AUSGEWÄHLTER TEXTAUSZUG:
* * * * * * *

Ingolstadt - Eigentlich war alles vorbereitet.

 

Gestern wollte Roland Gumpert (kleines Foto) gemeinsam mit seinem Team das neueste Schmuckstück seiner Sportwagenschmiede präsentieren: den wasserstoffgetriebenen Nathalie. Doch wie so viele Termine in den zurückliegenden Tagen fiel auch dieser der Corona-Krise zum Opfer. Aber mit unserer Zeitung sprach er über das neue Antriebskonzept, Wasserstoff und wie die Präsentation vonstatten gehen soll.

Natürlich sei er enttäuscht, so der Ingolstädter. Es wäre ihm sicher lieber gewesen, das Auto nun endlich offiziell zu enthüllen. Denn das war eigentlich schon für den Genfer Automobilsalon vorgesehen - der ebenfalls wegen der Ausbreitung des Coronavirus abgesagt worden war. Nun, da Publikumsveranstaltungen bis auf Weiteres unvorstellbar geworden sind, wird ein Film produziert. Der wird in etwa die Show zeigen, die man einst für die Messe in Genf ausgetüftelt hatte. Und wenn die Zeit reif ist, wird er anstelle einer klassischen Präsentation im Internet veröffentlicht.

* * * * * * *

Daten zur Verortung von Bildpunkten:

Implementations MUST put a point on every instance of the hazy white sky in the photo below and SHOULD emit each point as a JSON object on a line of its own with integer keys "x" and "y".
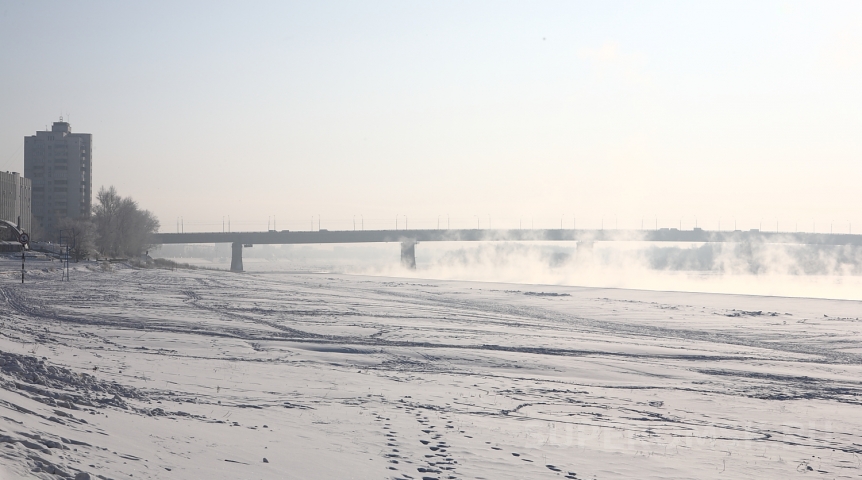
{"x": 519, "y": 110}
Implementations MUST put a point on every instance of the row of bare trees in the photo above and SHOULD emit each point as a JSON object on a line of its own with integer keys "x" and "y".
{"x": 116, "y": 228}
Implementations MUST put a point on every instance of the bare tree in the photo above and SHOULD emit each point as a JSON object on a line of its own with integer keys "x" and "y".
{"x": 79, "y": 234}
{"x": 122, "y": 229}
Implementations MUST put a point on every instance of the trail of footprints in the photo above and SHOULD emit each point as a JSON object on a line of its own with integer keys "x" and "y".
{"x": 438, "y": 463}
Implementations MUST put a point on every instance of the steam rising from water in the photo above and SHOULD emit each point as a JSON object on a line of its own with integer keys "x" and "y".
{"x": 741, "y": 268}
{"x": 754, "y": 269}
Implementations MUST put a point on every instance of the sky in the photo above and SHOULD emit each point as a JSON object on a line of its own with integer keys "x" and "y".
{"x": 500, "y": 114}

* * * * * * *

ZU BEARBEITENDE AUFGABE:
Zitieren Sie aus dem Textauszug über den wasserstoffgetriebenen Sportwagen Nathalie die Passage, die mit den Worten "Natürlich sei er" beginnt und nach "im Internet veröffentlicht." endet.

LÖSUNG DER AUFGABE:
Natürlich sei er enttäuscht, so der Ingolstädter. Es wäre ihm sicher lieber gewesen, das Auto nun endlich offiziell zu enthüllen. Denn das war eigentlich schon für den Genfer Automobilsalon vorgesehen - der ebenfalls wegen der Ausbreitung des Coronavirus abgesagt worden war. Nun, da Publikumsveranstaltungen bis auf Weiteres unvorstellbar geworden sind, wird ein Film produziert. Der wird in etwa die Show zeigen, die man einst für die Messe in Genf ausgetüftelt hatte. Und wenn die Zeit reif ist, wird er anstelle einer klassischen Präsentation im Internet veröffentlicht.